### Data entries

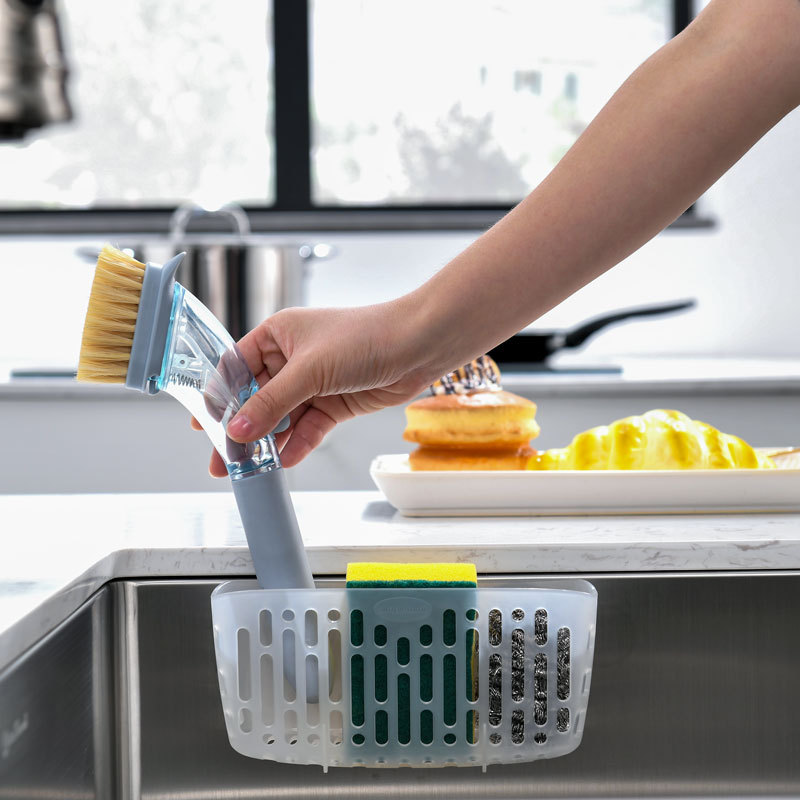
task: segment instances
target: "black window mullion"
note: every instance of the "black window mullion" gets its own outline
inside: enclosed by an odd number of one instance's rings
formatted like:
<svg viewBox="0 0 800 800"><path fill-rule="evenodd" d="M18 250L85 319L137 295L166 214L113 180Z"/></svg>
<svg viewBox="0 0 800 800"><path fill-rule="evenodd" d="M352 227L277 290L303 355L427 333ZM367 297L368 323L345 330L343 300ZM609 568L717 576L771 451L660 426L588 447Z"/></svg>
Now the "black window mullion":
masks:
<svg viewBox="0 0 800 800"><path fill-rule="evenodd" d="M307 0L273 0L275 203L311 208L311 86Z"/></svg>
<svg viewBox="0 0 800 800"><path fill-rule="evenodd" d="M694 0L673 0L672 32L677 36L694 19Z"/></svg>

### EXERCISE OBJECTIVE
Transcribe the data word for word, with no images.

### RESULT FOR THIS EXERCISE
task: segment instances
target: "black window mullion"
note: every instance of the "black window mullion" gets its own outline
inside: enclosed by an odd number of one instance's rings
formatted like:
<svg viewBox="0 0 800 800"><path fill-rule="evenodd" d="M18 250L85 319L137 295L166 214L113 180Z"/></svg>
<svg viewBox="0 0 800 800"><path fill-rule="evenodd" d="M352 227L277 290L303 355L427 333ZM367 297L368 323L345 330L343 300ZM609 568L717 576L771 451L660 426L588 447Z"/></svg>
Now the "black window mullion":
masks:
<svg viewBox="0 0 800 800"><path fill-rule="evenodd" d="M307 0L273 0L275 203L311 208L311 86Z"/></svg>
<svg viewBox="0 0 800 800"><path fill-rule="evenodd" d="M694 0L673 0L672 32L677 36L694 19Z"/></svg>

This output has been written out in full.